• **PROBLEM REQUIREMENTS**
Can you reproduce everything from the line containing "Task: annotate the boat mast." down to the end of the material, with "annotate" swapped for "label" and nothing else changed, returning only those lines?
=== EXTRACTED MATERIAL ===
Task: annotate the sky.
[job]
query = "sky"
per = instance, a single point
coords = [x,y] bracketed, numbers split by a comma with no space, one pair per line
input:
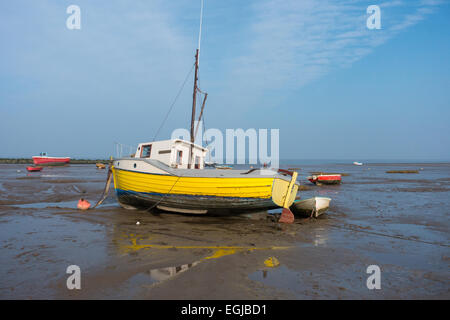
[310,68]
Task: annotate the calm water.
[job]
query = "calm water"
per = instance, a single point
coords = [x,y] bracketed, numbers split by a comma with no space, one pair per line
[399,222]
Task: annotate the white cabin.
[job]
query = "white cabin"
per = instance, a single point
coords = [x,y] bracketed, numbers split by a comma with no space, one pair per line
[174,153]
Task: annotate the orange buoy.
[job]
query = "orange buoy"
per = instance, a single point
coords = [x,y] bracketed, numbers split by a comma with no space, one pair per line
[83,204]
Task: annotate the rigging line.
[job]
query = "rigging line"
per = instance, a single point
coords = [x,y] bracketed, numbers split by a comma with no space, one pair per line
[200,31]
[174,101]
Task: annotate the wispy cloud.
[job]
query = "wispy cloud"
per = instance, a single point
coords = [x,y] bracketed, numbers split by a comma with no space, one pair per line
[295,42]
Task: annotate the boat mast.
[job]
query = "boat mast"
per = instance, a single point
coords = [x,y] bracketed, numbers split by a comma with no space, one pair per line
[194,95]
[194,99]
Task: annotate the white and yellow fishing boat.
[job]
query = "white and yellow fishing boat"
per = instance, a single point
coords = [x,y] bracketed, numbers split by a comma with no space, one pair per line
[170,175]
[158,176]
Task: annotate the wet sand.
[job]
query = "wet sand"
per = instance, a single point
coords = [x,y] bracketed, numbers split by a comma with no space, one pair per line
[396,221]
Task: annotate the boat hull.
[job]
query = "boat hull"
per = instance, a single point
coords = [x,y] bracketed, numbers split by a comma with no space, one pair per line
[183,194]
[49,161]
[312,207]
[325,179]
[34,169]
===
• **WRITTEN ANSWER**
Task: label the boat mast.
[job]
query = "boat mast"
per = instance, a single point
coords = [x,y] bracketed, numbers split by a comma with no space, one pair per line
[194,95]
[194,99]
Task: label the white and yellow fishing boat.
[job]
query = "white and yellow fishing boat"
per = instance, a single point
coords = [x,y] bracketed, numbers split by a comma with no space, one pair per line
[170,175]
[158,176]
Task: label the wet sand.
[job]
query = "wet sand"
per = instance, a single point
coords = [x,y] bracketed, numbers split by a comma with no space, one pair per line
[396,221]
Task: label the boat hull.
[job]
query = "boat hull"
per = instance, a single point
coords = [x,y] bracketed, numbers split by a comma with no space, one pair per line
[183,194]
[49,161]
[312,207]
[325,179]
[34,169]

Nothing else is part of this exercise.